- [PAGE EXTRACT]:
Ozaki says as the REIT grows, the tenant base will be diversified and the EV company will contribute a lower portion of monthly base rent.
Differentiator
According to Yutaka Torigoe, CEO of NTT DC REIT’s manager, what differentiates the REIT from the other data centre REITs listed on the SGX, is sponsor NTT, a global solution provider for services such as cloud, network, system integraton as well as data centres.
Torigoe-san is not new to Singapore. This is the second IPO he is involved in. NTT was a pre-IPO investor in Starhub and sold 81.7 million shares as part of Starhub’s IPO offering in 2004. “I remember we made a profit on Starhub,” he recalls fondly.
NTT has 133, buildings in 91 sites and capacity of 1.4 gigawatt in operation, with 858 megawatt under construction. “On top of that, NTT has three gigawatts of land in America (45%), Europe (30%) and Asia (25%). America is still the most attractive data centre market followed by Europe. APAC is more medium to long term," Torigoe-san says.

- [DATA EXCERPT]:
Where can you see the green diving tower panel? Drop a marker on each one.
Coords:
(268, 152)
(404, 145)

- [LIST OF TASKS]:
**1)** According to the passage on NTT DC REIT, how many Starhub shares did NTT sell in Starhub's 2004 IPO?
**2)** Extend the NTT DC REIT passage, starting after its last sentence.

- [OUTPUTS IN ORDER]:
**1)** NTT sold 81.7 million shares.

**2)**
The six data centres in the IPO portfolio were chosen because of their stability. The minimum occupancy requirement for the REIT is 80%, and the six properties have occupancies well above this. Secondly, cash flow must be stable, so the assets should be well maintained, and no further significant capex in the near future. Geographicaly, the portfolio is likely to reflect the sponsor’s geographical preference.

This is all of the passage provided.